> **WHAT THE TASK ASKS**:
Output the lines below exactly as they appear, every one of them, without changing anything.

[Dataset records about object locations]
::::::::::

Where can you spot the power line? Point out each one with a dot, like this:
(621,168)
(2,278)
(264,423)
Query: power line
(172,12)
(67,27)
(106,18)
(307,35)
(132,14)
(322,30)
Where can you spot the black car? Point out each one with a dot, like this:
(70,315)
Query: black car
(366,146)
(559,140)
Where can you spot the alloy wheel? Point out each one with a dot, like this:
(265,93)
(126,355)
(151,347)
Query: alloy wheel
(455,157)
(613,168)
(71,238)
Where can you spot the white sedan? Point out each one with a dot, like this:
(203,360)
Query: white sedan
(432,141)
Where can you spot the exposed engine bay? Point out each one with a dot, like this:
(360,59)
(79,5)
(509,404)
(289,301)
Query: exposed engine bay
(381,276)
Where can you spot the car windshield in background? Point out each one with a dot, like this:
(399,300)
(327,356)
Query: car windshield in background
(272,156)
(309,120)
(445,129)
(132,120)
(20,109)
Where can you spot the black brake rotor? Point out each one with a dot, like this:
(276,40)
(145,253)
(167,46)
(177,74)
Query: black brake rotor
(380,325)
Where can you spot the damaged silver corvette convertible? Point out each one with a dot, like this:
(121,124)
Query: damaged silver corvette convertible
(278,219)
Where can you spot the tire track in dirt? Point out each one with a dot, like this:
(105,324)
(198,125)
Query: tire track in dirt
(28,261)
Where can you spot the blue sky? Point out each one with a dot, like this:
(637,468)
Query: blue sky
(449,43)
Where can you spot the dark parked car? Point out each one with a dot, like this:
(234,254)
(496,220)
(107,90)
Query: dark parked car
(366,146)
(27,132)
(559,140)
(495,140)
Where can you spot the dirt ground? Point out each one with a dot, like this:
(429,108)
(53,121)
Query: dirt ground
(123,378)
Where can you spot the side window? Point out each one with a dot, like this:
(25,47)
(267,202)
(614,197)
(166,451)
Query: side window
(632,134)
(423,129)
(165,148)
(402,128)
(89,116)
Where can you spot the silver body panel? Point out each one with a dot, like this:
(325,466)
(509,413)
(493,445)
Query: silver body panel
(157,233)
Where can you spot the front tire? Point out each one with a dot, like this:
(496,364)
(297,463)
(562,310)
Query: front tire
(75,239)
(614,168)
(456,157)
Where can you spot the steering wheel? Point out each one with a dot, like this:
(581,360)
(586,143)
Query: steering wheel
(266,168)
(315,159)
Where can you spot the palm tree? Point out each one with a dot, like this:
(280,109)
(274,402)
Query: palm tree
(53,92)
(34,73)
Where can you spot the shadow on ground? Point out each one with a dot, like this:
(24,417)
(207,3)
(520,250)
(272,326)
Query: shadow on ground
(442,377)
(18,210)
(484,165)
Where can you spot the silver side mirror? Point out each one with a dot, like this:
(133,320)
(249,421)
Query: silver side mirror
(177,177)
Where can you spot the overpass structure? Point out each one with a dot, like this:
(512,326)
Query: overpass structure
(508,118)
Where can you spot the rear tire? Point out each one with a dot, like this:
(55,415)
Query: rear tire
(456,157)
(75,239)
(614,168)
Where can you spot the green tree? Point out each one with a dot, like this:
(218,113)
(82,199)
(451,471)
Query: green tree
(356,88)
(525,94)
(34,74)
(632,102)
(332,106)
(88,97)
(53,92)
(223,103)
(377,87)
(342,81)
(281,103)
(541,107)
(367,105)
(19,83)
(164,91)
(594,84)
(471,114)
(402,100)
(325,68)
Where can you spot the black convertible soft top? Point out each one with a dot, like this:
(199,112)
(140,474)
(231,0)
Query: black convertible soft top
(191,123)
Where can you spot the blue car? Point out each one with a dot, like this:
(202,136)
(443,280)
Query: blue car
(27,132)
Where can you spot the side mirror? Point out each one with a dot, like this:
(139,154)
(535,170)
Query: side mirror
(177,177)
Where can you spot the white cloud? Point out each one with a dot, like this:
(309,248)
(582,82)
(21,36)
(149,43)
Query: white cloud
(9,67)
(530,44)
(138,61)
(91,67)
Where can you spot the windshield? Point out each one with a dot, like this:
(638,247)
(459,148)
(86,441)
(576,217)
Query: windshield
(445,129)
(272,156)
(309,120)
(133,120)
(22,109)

::::::::::

> **SOLUTION FOR THIS TASK**:
Where can you spot the power line? Point out each one with a dot, like this:
(621,168)
(2,278)
(264,423)
Query: power line
(172,12)
(67,27)
(106,18)
(307,35)
(132,14)
(322,30)
Where can you spot the black car? Point out each one with a dot, like this:
(70,315)
Query: black car
(366,146)
(559,140)
Where can you spot the alloy wheel? Point out each one with a dot, like this:
(265,93)
(126,355)
(151,347)
Query: alloy wheel
(455,157)
(613,168)
(71,238)
Where can you spot the white sedan? Point out each one with a dot, like this:
(203,360)
Query: white sedan
(432,141)
Where can you spot the exposed engine bay? Point out each one with a dot, like this:
(360,59)
(79,5)
(509,404)
(289,301)
Query: exposed engine bay
(381,276)
Where can you spot the car windshield in background? Point out each one with a dot, like this:
(399,300)
(327,356)
Query: car windshield in background
(272,156)
(309,120)
(445,129)
(132,120)
(20,109)
Where can you spot the black brake rotor? Point out each one with a dot, like this:
(276,40)
(145,253)
(167,46)
(177,74)
Query: black brake rotor
(380,325)
Where can you spot the damaged silver corvette convertible? Point out each one with a dot, like this:
(121,124)
Query: damaged silver corvette convertible
(278,219)
Where can you spot the tire track in dirt? Point out each one with a dot, like this:
(105,324)
(198,125)
Query: tire track in dirt
(28,261)
Where can you spot the blue sky? Point out each one with a dot, like this:
(637,468)
Query: blue sky
(449,43)
Where can you spot the dark parked car? Point out each one with a dot, like this:
(234,254)
(496,220)
(107,90)
Query: dark parked car
(366,146)
(27,132)
(559,140)
(495,140)
Where can you spot the dirt ground? Point out each one with a dot, like this:
(429,108)
(53,121)
Query: dirt ground
(123,378)
Where can you spot the side window? Point out each one with a dot, like this:
(25,47)
(267,202)
(614,197)
(166,451)
Query: side window
(632,134)
(423,129)
(165,148)
(402,128)
(89,116)
Where can you spot the silver body panel? Point out each one with a dot, like this:
(325,466)
(509,413)
(493,445)
Query: silver body panel
(157,233)
Where can you spot the front tire? Point out each one with a dot, like this:
(496,364)
(297,463)
(562,310)
Query: front tire
(75,239)
(614,168)
(456,157)
Where can you spot the steering wheel? Point out each one with a dot, like this:
(581,360)
(586,143)
Query: steering wheel
(266,168)
(315,159)
Where can you spot the palm tree? Point out each one with a dot, like this:
(280,109)
(274,402)
Query: palm tree
(53,92)
(34,73)
Where can you spot the shadow on ground? Point out each one with a dot, like this:
(24,417)
(207,3)
(520,250)
(272,326)
Query: shadow on ground
(442,377)
(18,210)
(484,165)
Where can you spot the silver side mirror? Point out each one with a dot, like this:
(133,320)
(249,421)
Query: silver side mirror
(177,177)
Where can you spot the overpass structure? Point out each one with a dot, like this:
(512,326)
Query: overpass structure
(508,118)
Where can you spot the rear tire? Point out each one with a dot, like this:
(55,415)
Query: rear tire
(456,157)
(75,239)
(614,168)
Where can you spot the green tree? Point out each one with a dot, like this:
(218,113)
(82,199)
(451,471)
Query: green tree
(356,88)
(525,94)
(34,74)
(632,102)
(332,106)
(88,97)
(53,92)
(223,103)
(377,87)
(342,81)
(281,103)
(541,107)
(367,105)
(19,83)
(164,91)
(594,84)
(471,114)
(402,100)
(325,68)
Where can you spot the black convertible soft top? Point out each one with a dot, like this:
(199,112)
(140,474)
(231,0)
Query: black convertible soft top
(191,123)
Where can you spot the blue car? Point out each one with a dot, like this:
(202,136)
(443,280)
Query: blue car
(27,132)
Where can you spot the side mirror? Point out each one with a dot, like this:
(139,154)
(535,170)
Query: side mirror
(177,177)
Where can you spot the white cloud? Point out each one with a dot, like this:
(309,248)
(582,82)
(21,36)
(149,43)
Query: white cloud
(9,67)
(530,44)
(138,61)
(91,67)
Where can you spot the windshield? Point out each one with a dot, like this:
(638,247)
(459,148)
(86,441)
(576,217)
Query: windshield
(445,129)
(272,156)
(309,120)
(133,120)
(22,109)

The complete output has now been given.